## Description of the task:
Restate the data exactly as given and keep the pictures out.

Photo object pointing records:
======
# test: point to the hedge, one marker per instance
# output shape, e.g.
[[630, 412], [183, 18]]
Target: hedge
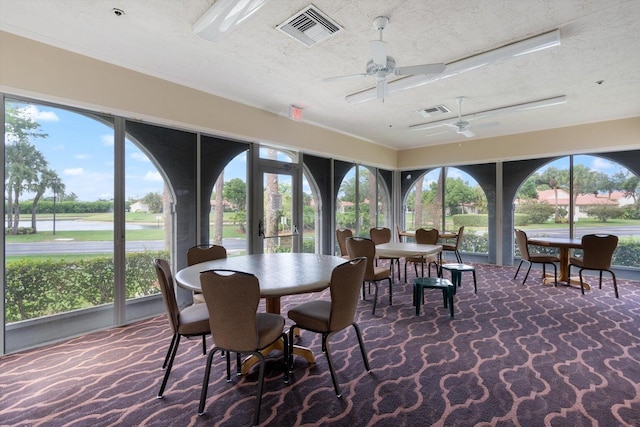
[[41, 288]]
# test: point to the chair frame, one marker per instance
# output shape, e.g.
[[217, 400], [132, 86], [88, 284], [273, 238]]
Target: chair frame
[[341, 235], [254, 300], [369, 252], [166, 283], [424, 236], [326, 334], [523, 244], [603, 242], [454, 248], [384, 235]]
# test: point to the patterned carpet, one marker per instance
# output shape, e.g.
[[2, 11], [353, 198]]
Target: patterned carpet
[[514, 355]]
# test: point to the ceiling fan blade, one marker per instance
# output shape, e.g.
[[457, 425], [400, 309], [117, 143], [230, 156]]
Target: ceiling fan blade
[[379, 52], [381, 89], [348, 76], [420, 69]]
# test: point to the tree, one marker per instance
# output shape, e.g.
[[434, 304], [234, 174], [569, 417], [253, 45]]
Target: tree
[[219, 213], [153, 201], [23, 162], [235, 192], [48, 179]]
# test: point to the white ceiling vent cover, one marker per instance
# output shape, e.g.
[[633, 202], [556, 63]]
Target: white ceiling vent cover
======
## Response:
# test: point to the hedge, one marker per instance
# output shape, e.g.
[[630, 412], [183, 18]]
Target: hedge
[[41, 288]]
# test: point to the chair frame, one marker per instance
# output shape, e.g.
[[217, 400], [132, 86], [88, 284], [273, 238]]
Target: chair frame
[[341, 235], [254, 300], [369, 252], [166, 283], [424, 236], [326, 334], [523, 244], [603, 242], [454, 248], [384, 235]]
# test: point to the patterned carpet, one marker per instance
# output shape, e.g.
[[2, 11], [353, 198]]
Target: patterned carpet
[[514, 355]]
# test: point to the ceiling fan blade, one marker per instance
# output shape, e.g.
[[457, 425], [400, 309], [117, 143], [230, 156]]
Target: ceiling fan blade
[[379, 52], [381, 89], [348, 76], [420, 69]]
# test: point to the tree, one marker per instance
# output shape, e.g.
[[434, 304], [234, 174], [569, 417], [253, 45]]
Target: tree
[[219, 213], [153, 201], [23, 162], [235, 192], [48, 179]]
# test: point to the white ceiling vent cover, one marker per instance
# output shape, e.g.
[[633, 202], [556, 63]]
Target: white ceiling vent cover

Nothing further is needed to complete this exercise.